Uitspraak 202100758/1/R4


Volledige tekst

202100758/1/R4.
Datum uitspraak: 26 mei 2021

AFDELING
BESTUURSRECHTSPRAAK

Uitspraak op het verzoek van:

[verzoeker], wonend te [woonplaats],

om herziening (artikel 8:119 van de Algemene wet bestuursrecht (hierna: de Awb)) van de uitspraak van de Afdeling van 22 januari 2020, in zaak nr. 201809088/3/A1.

Procesverloop

Bij uitspraak van 22 januari 2020, in zaak nr. 201809088/3/A1, heeft de Afdeling het verzet gericht tegen de uitspraak van de Afdeling van 28 december 2018, in zaak nr. 201809088/2/A1 ongegrond verklaard. De uitspraak is aangehecht.

Bij brief, bij de Raad van State ingekomen op 24 december 2020, heeft [verzoeker] de Afdeling verzocht die uitspraak te herzien.

[verzoeker] heeft een nader stuk ingediend.

De Afdeling heeft het verzoek ter zitting behandeld op 28 april 2021, waar [verzoeker], en het college van burgemeester en wethouders van Emmen, vertegenwoordigd door J.T. Oosterhoff, zijn verschenen.

Overwegingen

1.       [verzoeker] heeft in het verzet, dat bij uitspraak van 22 januari 2020 ongegrond is verklaard, betoogd dat de uitspraak van 3 oktober 2018, ECLI:NL:RVS:2018:3183, herzien moet worden. Hij stelt zich op het standpunt dat de Afdeling bij die uitspraak ten onrechte het besluit van het college tot vaststellen van de kosten van bestuursdwang voor de verwijdering van een schuur in stand heeft gelaten.

2.       Ingevolge artikel 8:119, eerste lid, van de Awb kan de Afdeling op verzoek van een partij een onherroepelijk geworden uitspraak herzien op grond van feiten of omstandigheden die:

a. hebben plaatsgevonden vóór de uitspraak,

b. bij de indiener van het verzoekschrift vóór de uitspraak niet bekend waren en redelijkerwijs niet bekend konden zijn, en

c. waren zij bij de Afdeling eerder bekend geweest, tot een andere uitspraak zouden hebben kunnen leiden.

..........

- Opgaven
1. Kun je de alinea in de brontekst die begint met "De Afdeling heeft het verzoek ter zitting behandeld" herschrijven als een korte opsomming met de belangrijkste feiten?
2. Beantwoord de volgende vragen op basis van de brontekst:
(a) Op welke datum is de brief met het herzieningsverzoek bij de Raad van State ingekomen?
(b) Voor de verwijdering waarvan waren de kosten van bestuursdwang vastgesteld?
(c) Vóór welk moment moeten de feiten of omstandigheden volgens artikel 8:119, eerste lid, van de Awb hebben plaatsgevonden?

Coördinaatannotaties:
..........

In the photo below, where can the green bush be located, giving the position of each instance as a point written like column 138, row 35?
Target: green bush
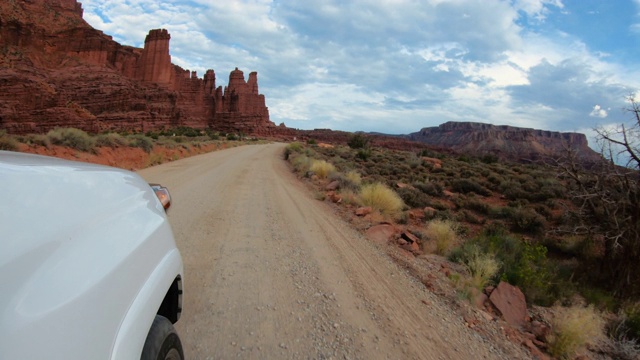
column 429, row 188
column 527, row 221
column 466, row 186
column 572, row 328
column 73, row 138
column 364, row 154
column 112, row 140
column 443, row 233
column 294, row 147
column 381, row 198
column 301, row 164
column 358, row 141
column 7, row 142
column 414, row 198
column 322, row 168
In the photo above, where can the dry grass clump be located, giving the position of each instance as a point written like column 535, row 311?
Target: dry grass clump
column 573, row 328
column 7, row 142
column 322, row 168
column 112, row 140
column 482, row 266
column 73, row 138
column 354, row 177
column 301, row 164
column 381, row 198
column 443, row 233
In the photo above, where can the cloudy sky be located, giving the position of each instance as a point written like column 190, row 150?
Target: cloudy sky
column 396, row 66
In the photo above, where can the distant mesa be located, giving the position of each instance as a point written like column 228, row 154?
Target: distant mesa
column 56, row 70
column 507, row 142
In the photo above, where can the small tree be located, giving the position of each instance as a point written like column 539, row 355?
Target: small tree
column 608, row 199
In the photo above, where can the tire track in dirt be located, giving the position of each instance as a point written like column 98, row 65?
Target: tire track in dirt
column 270, row 272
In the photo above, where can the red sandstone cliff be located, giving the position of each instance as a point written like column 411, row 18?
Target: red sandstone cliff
column 56, row 70
column 507, row 142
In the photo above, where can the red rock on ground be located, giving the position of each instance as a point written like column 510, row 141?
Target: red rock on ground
column 510, row 301
column 416, row 214
column 332, row 185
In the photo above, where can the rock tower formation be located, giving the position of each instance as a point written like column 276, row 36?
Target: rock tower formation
column 56, row 70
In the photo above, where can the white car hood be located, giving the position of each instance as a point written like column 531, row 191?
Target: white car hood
column 77, row 243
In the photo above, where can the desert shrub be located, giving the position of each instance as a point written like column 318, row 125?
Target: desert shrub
column 354, row 177
column 527, row 221
column 482, row 266
column 414, row 198
column 7, row 142
column 524, row 265
column 429, row 188
column 322, row 168
column 141, row 141
column 301, row 164
column 347, row 181
column 468, row 217
column 489, row 159
column 381, row 198
column 36, row 139
column 466, row 186
column 358, row 141
column 111, row 140
column 185, row 131
column 294, row 147
column 364, row 154
column 626, row 325
column 572, row 328
column 73, row 138
column 477, row 205
column 443, row 233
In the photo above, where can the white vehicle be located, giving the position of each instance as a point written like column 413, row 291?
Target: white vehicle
column 89, row 268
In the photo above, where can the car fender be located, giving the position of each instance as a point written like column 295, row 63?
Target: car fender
column 137, row 321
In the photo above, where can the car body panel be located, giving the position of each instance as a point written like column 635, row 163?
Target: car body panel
column 80, row 243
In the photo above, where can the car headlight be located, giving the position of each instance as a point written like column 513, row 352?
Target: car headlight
column 163, row 195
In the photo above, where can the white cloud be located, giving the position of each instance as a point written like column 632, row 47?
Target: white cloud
column 392, row 65
column 599, row 112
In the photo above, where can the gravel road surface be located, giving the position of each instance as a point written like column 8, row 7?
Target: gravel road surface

..........

- Antwoorden per opgave
1.
- Behandeling van het verzoek ter zitting door de Afdeling: 28 april 2021
- Verschenen: [verzoeker]
- Verschenen: het college van burgemeester en wethouders van Emmen, vertegenwoordigd door J.T. Oosterhoff

2.
(a) Op 24 december 2020.
(b) Van een schuur.
(c) Vóór de uitspraak.